WHAT IS REQUIRED ->
Copy out the lines below that hold the word "opening".

EXERCISE MATERIAL ->
━━━━━━━━
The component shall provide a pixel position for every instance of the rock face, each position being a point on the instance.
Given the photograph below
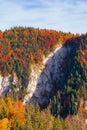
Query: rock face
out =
(43, 76)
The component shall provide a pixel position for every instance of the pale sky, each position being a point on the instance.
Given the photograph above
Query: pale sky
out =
(61, 15)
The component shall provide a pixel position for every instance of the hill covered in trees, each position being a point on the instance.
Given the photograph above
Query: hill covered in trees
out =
(22, 47)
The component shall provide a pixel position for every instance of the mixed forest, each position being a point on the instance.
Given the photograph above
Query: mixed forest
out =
(19, 49)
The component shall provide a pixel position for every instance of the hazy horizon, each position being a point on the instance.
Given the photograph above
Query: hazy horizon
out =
(60, 15)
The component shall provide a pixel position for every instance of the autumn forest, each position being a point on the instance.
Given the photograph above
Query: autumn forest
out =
(19, 49)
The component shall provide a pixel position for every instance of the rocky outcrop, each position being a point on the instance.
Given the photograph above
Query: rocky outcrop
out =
(5, 82)
(43, 76)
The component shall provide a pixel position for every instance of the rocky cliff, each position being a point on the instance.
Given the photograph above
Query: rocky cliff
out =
(42, 77)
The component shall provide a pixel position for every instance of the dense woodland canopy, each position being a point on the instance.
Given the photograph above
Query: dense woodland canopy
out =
(21, 47)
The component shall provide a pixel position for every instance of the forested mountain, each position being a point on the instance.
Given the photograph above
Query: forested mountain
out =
(19, 49)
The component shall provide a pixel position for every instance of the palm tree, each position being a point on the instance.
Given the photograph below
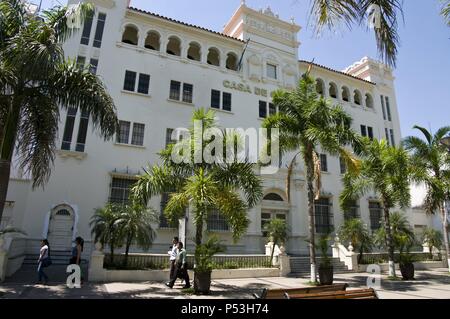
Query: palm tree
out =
(36, 82)
(200, 186)
(356, 232)
(432, 162)
(402, 233)
(135, 222)
(330, 13)
(446, 11)
(385, 170)
(432, 238)
(105, 227)
(307, 121)
(277, 231)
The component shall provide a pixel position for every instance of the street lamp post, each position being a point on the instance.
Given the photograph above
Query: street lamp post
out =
(446, 142)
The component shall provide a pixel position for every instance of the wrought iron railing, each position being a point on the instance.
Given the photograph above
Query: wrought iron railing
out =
(379, 258)
(160, 262)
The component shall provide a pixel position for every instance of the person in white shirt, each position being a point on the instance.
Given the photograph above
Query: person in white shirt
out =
(173, 256)
(43, 261)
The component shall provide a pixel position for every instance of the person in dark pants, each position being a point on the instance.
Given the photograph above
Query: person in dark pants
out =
(181, 270)
(43, 261)
(173, 256)
(76, 253)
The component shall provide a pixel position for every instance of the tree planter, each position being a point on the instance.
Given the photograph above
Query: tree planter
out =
(202, 282)
(407, 270)
(326, 275)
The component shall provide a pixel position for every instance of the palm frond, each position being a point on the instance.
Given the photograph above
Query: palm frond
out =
(57, 17)
(426, 133)
(37, 135)
(73, 87)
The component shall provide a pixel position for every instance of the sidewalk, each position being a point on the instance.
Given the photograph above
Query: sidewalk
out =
(428, 285)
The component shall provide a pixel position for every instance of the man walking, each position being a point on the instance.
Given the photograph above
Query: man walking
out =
(173, 257)
(181, 270)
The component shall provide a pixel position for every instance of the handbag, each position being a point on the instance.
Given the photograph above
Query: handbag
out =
(46, 262)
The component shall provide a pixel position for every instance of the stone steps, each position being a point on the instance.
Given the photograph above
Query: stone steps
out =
(301, 265)
(58, 258)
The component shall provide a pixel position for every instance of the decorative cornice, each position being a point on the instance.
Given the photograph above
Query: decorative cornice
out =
(69, 154)
(139, 11)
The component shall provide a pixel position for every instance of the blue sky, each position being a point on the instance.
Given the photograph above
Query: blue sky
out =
(423, 70)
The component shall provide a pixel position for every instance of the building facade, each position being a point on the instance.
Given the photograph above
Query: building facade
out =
(158, 71)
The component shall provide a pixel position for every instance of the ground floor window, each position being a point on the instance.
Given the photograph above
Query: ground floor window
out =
(216, 222)
(323, 215)
(352, 212)
(267, 216)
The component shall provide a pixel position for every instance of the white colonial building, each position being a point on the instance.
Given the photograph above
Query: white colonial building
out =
(158, 70)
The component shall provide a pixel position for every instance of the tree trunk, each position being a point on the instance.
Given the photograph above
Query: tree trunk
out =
(112, 253)
(271, 254)
(389, 241)
(5, 169)
(7, 144)
(127, 250)
(444, 216)
(310, 182)
(198, 235)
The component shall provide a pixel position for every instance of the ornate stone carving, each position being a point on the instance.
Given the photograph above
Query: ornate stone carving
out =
(98, 247)
(267, 27)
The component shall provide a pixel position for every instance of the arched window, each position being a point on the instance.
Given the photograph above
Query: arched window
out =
(369, 101)
(130, 35)
(320, 87)
(333, 90)
(174, 46)
(357, 97)
(152, 41)
(194, 51)
(274, 197)
(213, 57)
(63, 212)
(345, 94)
(231, 61)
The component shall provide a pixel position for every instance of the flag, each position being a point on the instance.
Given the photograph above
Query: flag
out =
(242, 56)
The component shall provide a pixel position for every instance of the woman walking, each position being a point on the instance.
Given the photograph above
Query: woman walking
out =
(181, 269)
(76, 253)
(43, 261)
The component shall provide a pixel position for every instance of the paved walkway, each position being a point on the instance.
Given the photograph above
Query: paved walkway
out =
(428, 285)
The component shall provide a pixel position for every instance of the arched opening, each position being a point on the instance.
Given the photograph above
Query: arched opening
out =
(357, 97)
(320, 87)
(333, 90)
(194, 51)
(345, 94)
(174, 46)
(231, 61)
(152, 41)
(213, 57)
(369, 101)
(274, 197)
(130, 35)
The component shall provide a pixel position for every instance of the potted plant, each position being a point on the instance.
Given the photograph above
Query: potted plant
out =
(356, 232)
(326, 264)
(405, 242)
(204, 264)
(407, 266)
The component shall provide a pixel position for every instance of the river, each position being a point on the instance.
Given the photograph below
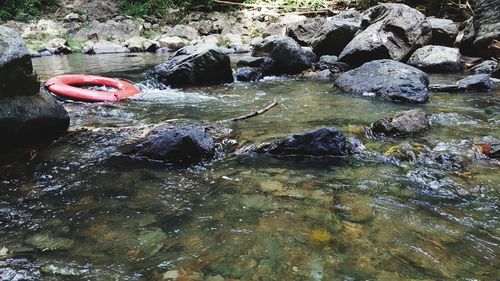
━━━━━━━━
SOLVED PROBLEM ->
The component shall provide a pixel position for every instance of the arched opening, each position being a point on the instance.
Query: arched opening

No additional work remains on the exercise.